WHAT THE EXERCISE ASKS: Extract every line below that contains the word "distant", and copy each one in full.

— START —

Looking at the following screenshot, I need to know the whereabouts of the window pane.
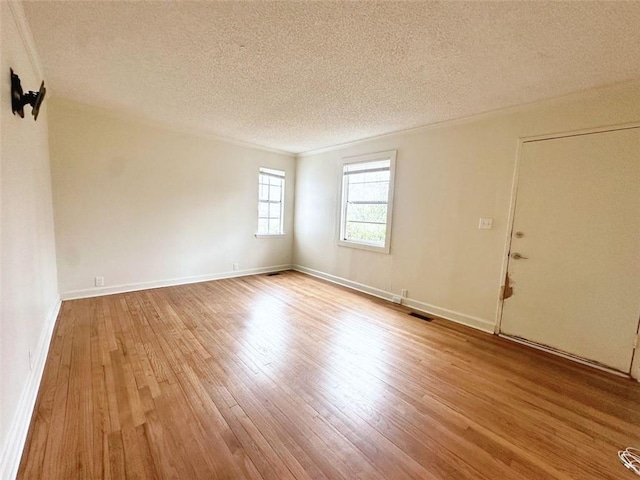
[269,186,281,200]
[347,170,391,183]
[344,160,391,172]
[347,182,389,203]
[258,184,269,200]
[346,222,387,245]
[347,203,387,223]
[269,203,280,218]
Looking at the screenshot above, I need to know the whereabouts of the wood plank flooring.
[19,272,640,480]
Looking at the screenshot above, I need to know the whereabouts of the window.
[257,168,284,235]
[338,150,396,253]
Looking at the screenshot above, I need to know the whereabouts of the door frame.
[493,121,640,376]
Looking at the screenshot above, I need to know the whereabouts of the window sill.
[256,233,286,238]
[338,240,390,253]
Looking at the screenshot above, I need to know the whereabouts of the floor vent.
[409,312,433,322]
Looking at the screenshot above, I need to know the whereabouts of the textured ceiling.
[25,1,640,152]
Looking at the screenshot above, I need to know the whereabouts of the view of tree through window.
[341,160,391,247]
[258,168,284,235]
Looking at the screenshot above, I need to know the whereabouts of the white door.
[500,128,640,372]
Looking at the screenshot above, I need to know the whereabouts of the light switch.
[478,218,493,230]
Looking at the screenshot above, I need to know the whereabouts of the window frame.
[336,150,397,253]
[255,167,287,238]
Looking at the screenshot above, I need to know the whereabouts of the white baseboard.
[402,298,495,334]
[60,264,292,300]
[498,333,633,378]
[0,298,62,480]
[292,265,393,301]
[292,265,495,334]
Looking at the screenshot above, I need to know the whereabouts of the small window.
[257,168,284,235]
[338,150,396,253]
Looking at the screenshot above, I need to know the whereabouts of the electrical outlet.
[478,218,493,230]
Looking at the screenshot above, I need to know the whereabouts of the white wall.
[294,79,640,331]
[0,2,59,479]
[49,99,295,298]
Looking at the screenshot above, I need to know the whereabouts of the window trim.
[336,150,398,253]
[255,167,287,238]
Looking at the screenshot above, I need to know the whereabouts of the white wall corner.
[629,344,640,382]
[6,0,44,79]
[0,297,62,480]
[293,265,495,334]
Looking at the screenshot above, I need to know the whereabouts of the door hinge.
[500,272,513,300]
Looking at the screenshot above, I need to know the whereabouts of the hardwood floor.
[19,272,640,480]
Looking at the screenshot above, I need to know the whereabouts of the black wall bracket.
[11,69,47,120]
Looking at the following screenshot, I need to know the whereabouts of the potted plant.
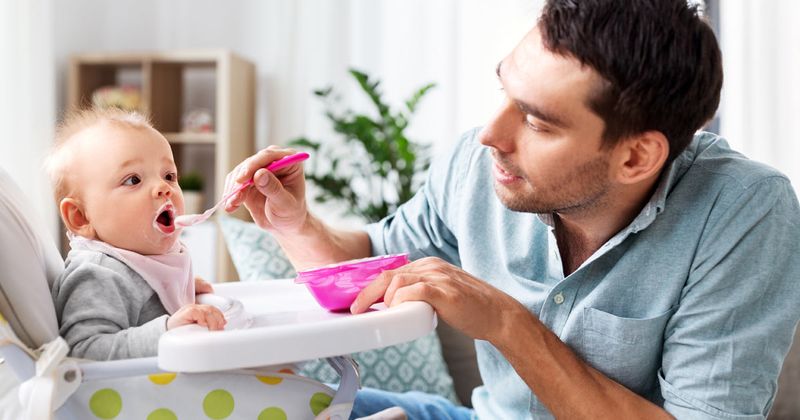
[289,69,435,222]
[178,171,203,214]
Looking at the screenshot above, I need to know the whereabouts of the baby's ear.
[58,198,95,238]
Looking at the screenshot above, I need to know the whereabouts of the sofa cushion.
[219,216,459,402]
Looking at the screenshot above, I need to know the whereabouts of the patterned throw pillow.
[219,216,458,403]
[219,216,296,281]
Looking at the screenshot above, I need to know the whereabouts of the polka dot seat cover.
[68,371,335,420]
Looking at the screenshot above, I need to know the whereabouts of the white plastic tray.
[158,280,436,372]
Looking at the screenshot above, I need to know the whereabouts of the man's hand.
[350,258,527,341]
[167,303,226,331]
[194,277,214,295]
[225,146,308,233]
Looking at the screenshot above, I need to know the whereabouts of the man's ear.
[58,198,95,238]
[616,131,669,184]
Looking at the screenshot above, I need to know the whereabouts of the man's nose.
[478,98,522,153]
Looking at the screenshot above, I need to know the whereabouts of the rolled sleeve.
[658,177,800,419]
[365,129,479,265]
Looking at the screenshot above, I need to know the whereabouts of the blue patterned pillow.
[219,216,458,403]
[219,216,296,281]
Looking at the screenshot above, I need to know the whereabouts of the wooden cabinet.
[67,50,256,281]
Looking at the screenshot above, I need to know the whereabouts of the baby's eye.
[122,175,142,185]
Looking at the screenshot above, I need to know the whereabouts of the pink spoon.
[175,152,308,227]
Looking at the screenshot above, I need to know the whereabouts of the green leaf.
[300,69,435,221]
[286,137,321,151]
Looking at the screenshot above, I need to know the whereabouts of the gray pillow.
[219,216,459,403]
[219,216,296,281]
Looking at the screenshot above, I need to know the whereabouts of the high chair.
[0,169,436,420]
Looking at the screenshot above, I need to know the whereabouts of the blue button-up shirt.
[367,130,800,419]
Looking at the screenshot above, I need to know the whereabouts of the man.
[229,0,800,419]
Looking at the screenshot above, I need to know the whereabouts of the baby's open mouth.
[155,203,175,233]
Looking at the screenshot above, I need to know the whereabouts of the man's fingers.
[350,272,392,314]
[383,271,422,306]
[255,169,297,214]
[384,282,438,310]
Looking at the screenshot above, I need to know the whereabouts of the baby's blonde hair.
[44,108,153,205]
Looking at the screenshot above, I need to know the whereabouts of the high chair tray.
[158,280,436,372]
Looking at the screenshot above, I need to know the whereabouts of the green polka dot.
[147,408,178,420]
[203,389,233,420]
[308,392,333,416]
[258,407,286,420]
[89,388,122,419]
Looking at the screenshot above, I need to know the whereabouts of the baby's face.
[71,123,184,255]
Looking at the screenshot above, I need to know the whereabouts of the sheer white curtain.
[54,0,542,226]
[719,0,800,189]
[0,0,57,238]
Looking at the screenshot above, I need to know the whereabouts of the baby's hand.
[167,303,226,331]
[194,277,214,295]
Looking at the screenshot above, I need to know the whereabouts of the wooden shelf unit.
[67,50,256,281]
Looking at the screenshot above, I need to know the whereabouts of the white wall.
[720,0,800,190]
[54,0,541,225]
[0,0,58,238]
[54,0,539,154]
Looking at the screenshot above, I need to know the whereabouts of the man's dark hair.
[539,0,722,162]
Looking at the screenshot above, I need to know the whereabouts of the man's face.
[67,123,184,255]
[480,28,613,214]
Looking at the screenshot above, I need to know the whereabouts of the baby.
[46,109,225,360]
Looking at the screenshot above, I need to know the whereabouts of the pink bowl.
[294,254,408,311]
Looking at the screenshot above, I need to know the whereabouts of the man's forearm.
[274,213,371,270]
[490,310,672,419]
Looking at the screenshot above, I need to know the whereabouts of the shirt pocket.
[578,308,676,397]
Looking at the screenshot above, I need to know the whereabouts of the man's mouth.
[154,203,175,234]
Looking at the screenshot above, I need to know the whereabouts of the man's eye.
[525,115,547,132]
[122,175,142,185]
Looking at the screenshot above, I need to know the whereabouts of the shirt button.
[553,292,564,305]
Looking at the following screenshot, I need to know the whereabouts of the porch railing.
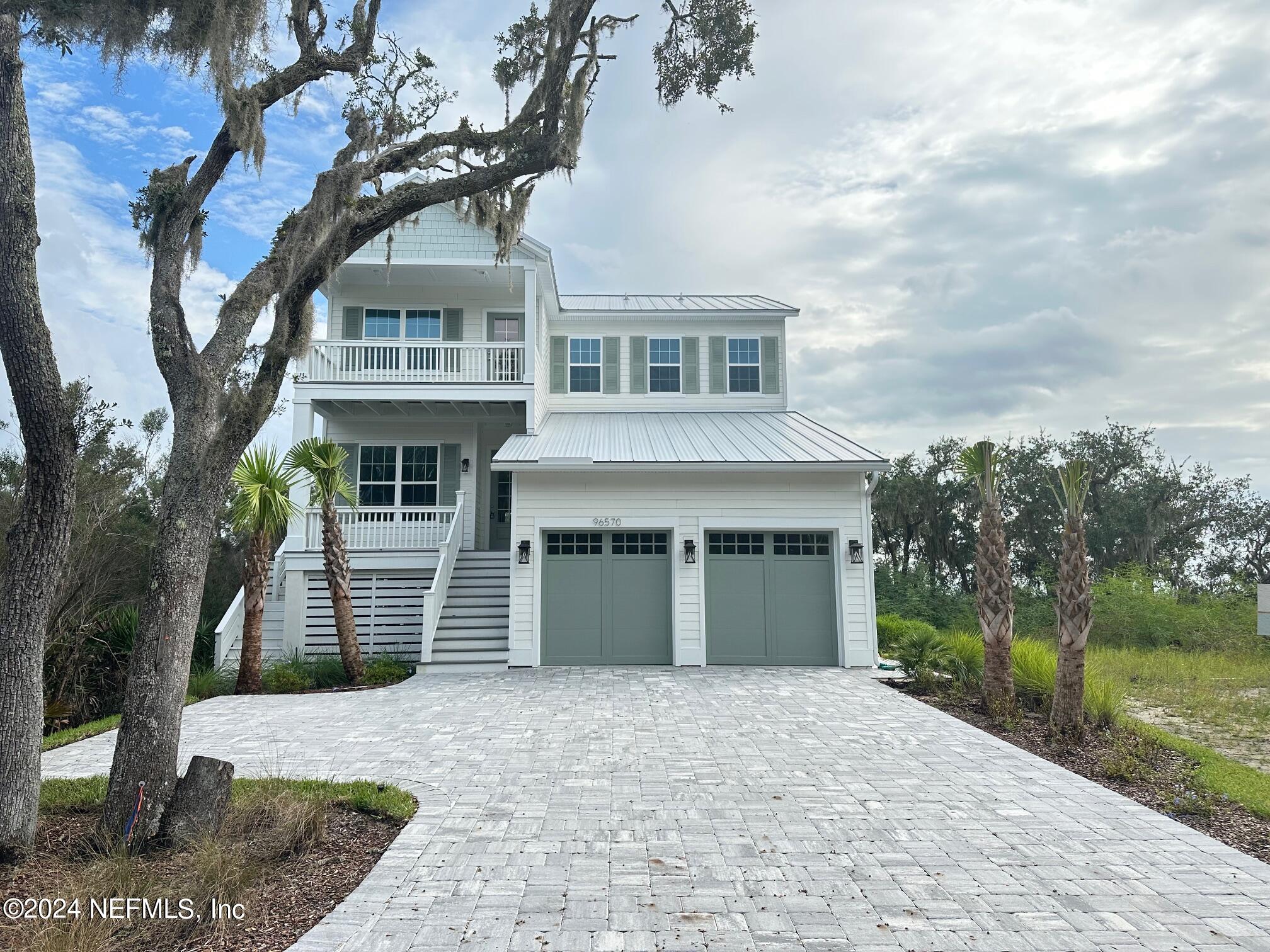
[305,505,457,551]
[301,340,525,383]
[419,490,464,662]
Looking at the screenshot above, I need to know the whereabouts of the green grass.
[1125,718,1270,817]
[39,776,415,820]
[39,715,120,750]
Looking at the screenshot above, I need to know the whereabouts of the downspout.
[862,470,881,667]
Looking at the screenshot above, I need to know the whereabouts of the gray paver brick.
[43,667,1270,952]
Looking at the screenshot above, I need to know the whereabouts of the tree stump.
[161,756,234,846]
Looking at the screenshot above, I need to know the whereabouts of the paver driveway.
[45,667,1270,952]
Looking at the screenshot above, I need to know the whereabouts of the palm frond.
[285,437,357,509]
[1046,460,1094,519]
[230,447,299,536]
[956,439,1001,504]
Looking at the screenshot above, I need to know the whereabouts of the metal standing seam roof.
[494,410,886,468]
[560,295,798,314]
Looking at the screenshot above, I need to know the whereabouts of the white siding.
[326,283,525,341]
[539,321,787,411]
[510,472,875,665]
[349,203,530,268]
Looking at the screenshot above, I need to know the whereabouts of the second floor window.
[569,337,600,394]
[363,307,401,337]
[405,311,441,340]
[728,337,758,394]
[648,337,680,394]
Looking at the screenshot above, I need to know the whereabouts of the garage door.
[705,532,838,665]
[542,532,670,664]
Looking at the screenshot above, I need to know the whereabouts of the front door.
[489,450,512,552]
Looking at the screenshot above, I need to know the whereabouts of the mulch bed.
[0,803,405,952]
[885,681,1270,862]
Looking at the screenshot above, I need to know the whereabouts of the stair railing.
[419,490,464,664]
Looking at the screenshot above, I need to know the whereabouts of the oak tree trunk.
[234,532,273,694]
[321,499,365,684]
[0,15,75,853]
[103,411,236,847]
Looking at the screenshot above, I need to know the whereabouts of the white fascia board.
[489,460,890,472]
[554,310,798,324]
[294,383,534,402]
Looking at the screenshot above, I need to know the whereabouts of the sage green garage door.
[542,532,670,664]
[705,532,838,665]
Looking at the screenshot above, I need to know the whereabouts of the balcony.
[300,340,525,383]
[305,505,456,552]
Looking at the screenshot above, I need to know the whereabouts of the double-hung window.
[728,337,758,394]
[648,337,680,394]
[401,446,438,505]
[569,337,600,394]
[362,307,401,339]
[357,446,396,505]
[405,311,441,340]
[357,443,440,507]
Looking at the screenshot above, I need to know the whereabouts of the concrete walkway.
[45,667,1270,952]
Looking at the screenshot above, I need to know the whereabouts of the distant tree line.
[872,420,1270,596]
[0,381,243,727]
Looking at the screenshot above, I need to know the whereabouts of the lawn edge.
[1121,715,1270,817]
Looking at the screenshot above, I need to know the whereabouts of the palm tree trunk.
[974,502,1015,711]
[234,532,273,694]
[321,499,365,684]
[1049,515,1094,736]
[0,14,75,853]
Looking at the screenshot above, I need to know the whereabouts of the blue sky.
[14,0,1270,489]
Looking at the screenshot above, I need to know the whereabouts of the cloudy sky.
[9,0,1270,490]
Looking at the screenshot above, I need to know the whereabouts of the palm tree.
[230,447,297,694]
[956,439,1015,713]
[287,437,363,684]
[1049,460,1094,736]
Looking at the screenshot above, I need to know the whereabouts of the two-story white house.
[217,195,888,671]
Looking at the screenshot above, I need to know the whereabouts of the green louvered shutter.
[437,443,461,505]
[344,307,365,340]
[551,337,569,394]
[604,337,622,394]
[710,337,728,394]
[758,337,781,394]
[441,307,464,340]
[335,443,358,505]
[631,337,648,394]
[680,337,701,394]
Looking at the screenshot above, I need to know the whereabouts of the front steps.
[419,548,512,674]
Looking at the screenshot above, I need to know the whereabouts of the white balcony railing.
[305,505,455,552]
[301,340,525,383]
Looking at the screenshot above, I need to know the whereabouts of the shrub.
[878,615,935,652]
[260,651,314,694]
[895,625,951,691]
[942,631,983,688]
[306,655,348,688]
[362,654,411,684]
[1010,638,1058,710]
[185,665,237,701]
[1090,566,1260,650]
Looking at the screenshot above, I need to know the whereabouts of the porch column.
[286,396,314,552]
[525,266,539,383]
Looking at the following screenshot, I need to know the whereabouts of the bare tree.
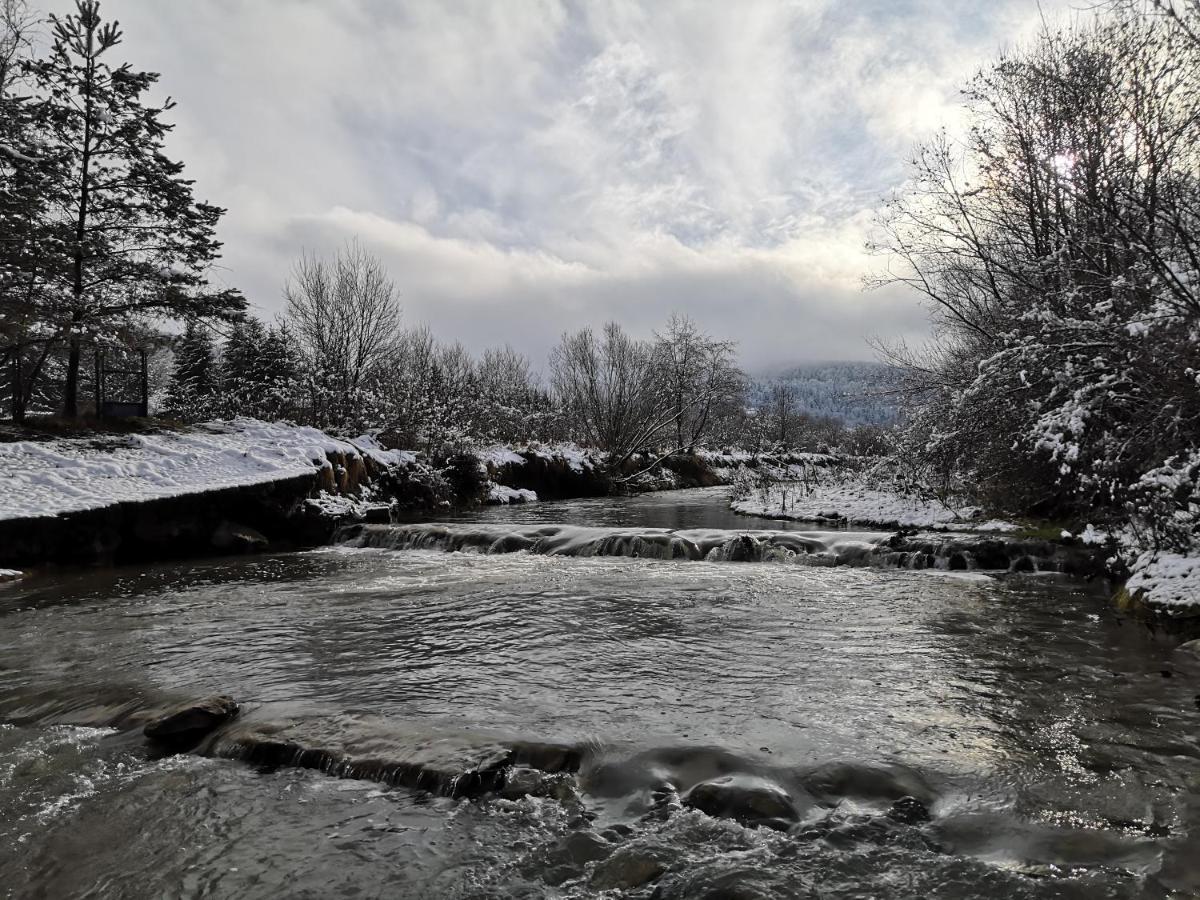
[283,240,401,427]
[550,322,671,468]
[654,313,745,452]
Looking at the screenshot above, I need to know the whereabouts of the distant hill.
[750,362,896,425]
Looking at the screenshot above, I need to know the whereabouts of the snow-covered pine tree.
[162,322,217,421]
[220,316,268,418]
[0,0,62,421]
[29,0,245,416]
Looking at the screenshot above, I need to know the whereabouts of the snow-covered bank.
[730,480,1018,532]
[1126,552,1200,616]
[0,419,414,520]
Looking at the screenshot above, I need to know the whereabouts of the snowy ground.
[0,419,413,518]
[731,480,1016,532]
[1126,553,1200,614]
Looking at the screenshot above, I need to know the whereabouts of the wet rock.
[888,797,930,824]
[142,694,238,749]
[590,847,668,890]
[210,521,269,553]
[1175,638,1200,660]
[362,503,391,524]
[683,774,800,830]
[721,534,761,563]
[554,832,613,866]
[650,862,818,900]
[800,762,935,806]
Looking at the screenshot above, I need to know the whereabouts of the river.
[0,490,1200,900]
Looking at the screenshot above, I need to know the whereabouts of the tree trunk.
[62,337,80,419]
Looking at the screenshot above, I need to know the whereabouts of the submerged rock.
[211,520,270,553]
[888,797,930,824]
[590,846,673,890]
[683,774,800,830]
[142,694,238,749]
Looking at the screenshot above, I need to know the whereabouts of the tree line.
[877,2,1200,547]
[0,0,246,421]
[0,0,877,466]
[158,241,880,467]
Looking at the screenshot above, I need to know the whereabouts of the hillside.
[750,362,896,425]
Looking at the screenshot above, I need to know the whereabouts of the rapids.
[0,491,1200,900]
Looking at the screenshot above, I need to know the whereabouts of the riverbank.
[730,462,1200,618]
[0,419,740,570]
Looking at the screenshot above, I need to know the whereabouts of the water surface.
[0,491,1200,898]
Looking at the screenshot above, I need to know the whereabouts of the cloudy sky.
[56,0,1069,370]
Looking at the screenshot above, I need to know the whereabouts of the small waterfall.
[338,523,892,565]
[337,523,1102,574]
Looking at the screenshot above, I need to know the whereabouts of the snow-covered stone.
[0,419,405,520]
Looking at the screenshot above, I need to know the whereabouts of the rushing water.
[0,492,1200,900]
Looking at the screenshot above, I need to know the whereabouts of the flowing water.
[0,491,1200,900]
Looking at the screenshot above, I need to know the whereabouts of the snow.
[731,482,979,530]
[0,419,414,518]
[479,443,601,472]
[0,144,37,162]
[1126,552,1200,612]
[487,484,538,504]
[479,444,526,468]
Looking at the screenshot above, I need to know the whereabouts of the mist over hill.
[750,362,896,425]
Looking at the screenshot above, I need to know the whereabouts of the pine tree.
[29,0,245,416]
[0,0,61,421]
[220,316,268,418]
[163,322,217,421]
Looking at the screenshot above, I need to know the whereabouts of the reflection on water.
[0,492,1200,898]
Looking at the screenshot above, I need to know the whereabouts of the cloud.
[79,0,1084,367]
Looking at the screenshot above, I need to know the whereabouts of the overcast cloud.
[52,0,1084,370]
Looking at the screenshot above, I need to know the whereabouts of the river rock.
[1175,638,1200,660]
[143,694,238,748]
[683,774,800,830]
[888,797,929,824]
[590,846,671,890]
[210,521,269,553]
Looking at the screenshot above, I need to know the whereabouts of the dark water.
[0,492,1200,900]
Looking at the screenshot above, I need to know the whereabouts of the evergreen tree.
[0,0,62,421]
[220,316,269,418]
[163,322,217,421]
[29,0,245,415]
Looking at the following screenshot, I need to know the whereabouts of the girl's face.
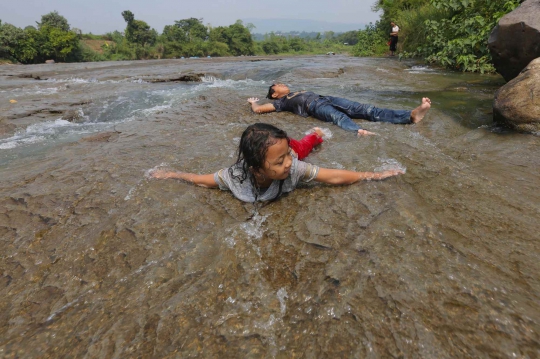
[259,138,292,180]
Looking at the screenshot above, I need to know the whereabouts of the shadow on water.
[0,56,540,358]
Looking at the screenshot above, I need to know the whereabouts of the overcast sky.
[0,0,379,34]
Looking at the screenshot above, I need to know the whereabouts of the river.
[0,55,540,358]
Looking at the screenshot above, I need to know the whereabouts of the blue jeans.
[308,96,411,132]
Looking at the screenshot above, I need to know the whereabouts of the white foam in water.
[0,136,45,150]
[374,158,407,173]
[240,214,269,239]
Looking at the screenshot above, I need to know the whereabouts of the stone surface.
[493,57,540,132]
[488,0,540,81]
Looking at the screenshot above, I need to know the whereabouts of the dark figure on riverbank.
[390,21,399,56]
[248,83,431,135]
[151,123,404,202]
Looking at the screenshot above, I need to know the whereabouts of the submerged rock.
[62,110,84,123]
[488,0,540,81]
[493,57,540,132]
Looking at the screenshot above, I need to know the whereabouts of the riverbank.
[0,55,540,358]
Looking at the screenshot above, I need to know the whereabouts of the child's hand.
[376,170,405,179]
[312,127,324,138]
[150,170,170,179]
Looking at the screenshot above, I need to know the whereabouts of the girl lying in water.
[151,123,403,202]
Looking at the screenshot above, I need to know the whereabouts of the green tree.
[122,10,158,46]
[174,17,208,42]
[40,26,79,61]
[37,11,69,31]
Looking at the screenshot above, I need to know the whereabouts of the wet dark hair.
[266,84,276,100]
[229,123,290,201]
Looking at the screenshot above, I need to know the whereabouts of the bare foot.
[411,97,431,123]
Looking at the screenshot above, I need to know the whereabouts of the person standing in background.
[390,21,399,56]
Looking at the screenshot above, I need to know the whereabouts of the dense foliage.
[0,10,358,63]
[355,0,523,72]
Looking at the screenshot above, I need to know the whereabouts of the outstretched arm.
[315,168,404,185]
[248,97,276,113]
[151,170,218,188]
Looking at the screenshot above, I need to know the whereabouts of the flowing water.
[0,56,540,358]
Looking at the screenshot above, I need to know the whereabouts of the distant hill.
[242,18,366,34]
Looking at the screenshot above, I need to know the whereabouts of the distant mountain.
[242,18,366,34]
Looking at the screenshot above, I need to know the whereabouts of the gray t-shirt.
[274,91,321,117]
[214,157,319,202]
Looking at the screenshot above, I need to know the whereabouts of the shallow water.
[0,56,540,358]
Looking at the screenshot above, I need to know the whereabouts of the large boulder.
[488,0,540,81]
[493,57,540,133]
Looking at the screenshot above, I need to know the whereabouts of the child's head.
[238,123,290,179]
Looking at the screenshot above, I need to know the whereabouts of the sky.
[0,0,379,34]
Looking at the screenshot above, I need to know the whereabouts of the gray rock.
[488,0,540,81]
[493,57,540,132]
[62,110,85,123]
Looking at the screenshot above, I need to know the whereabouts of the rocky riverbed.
[0,55,540,358]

— END —

RESULT BELOW:
Looking at the screenshot above, I need to know the whereabouts of the distant tree line.
Looking at the screenshot above, I need to know the whereabouts of the distant hill.
Looking at the screenshot above, I need to know the whereabouts of the distant hill.
Looking at the screenshot above, I need to know the whereabouts of the distant mountain.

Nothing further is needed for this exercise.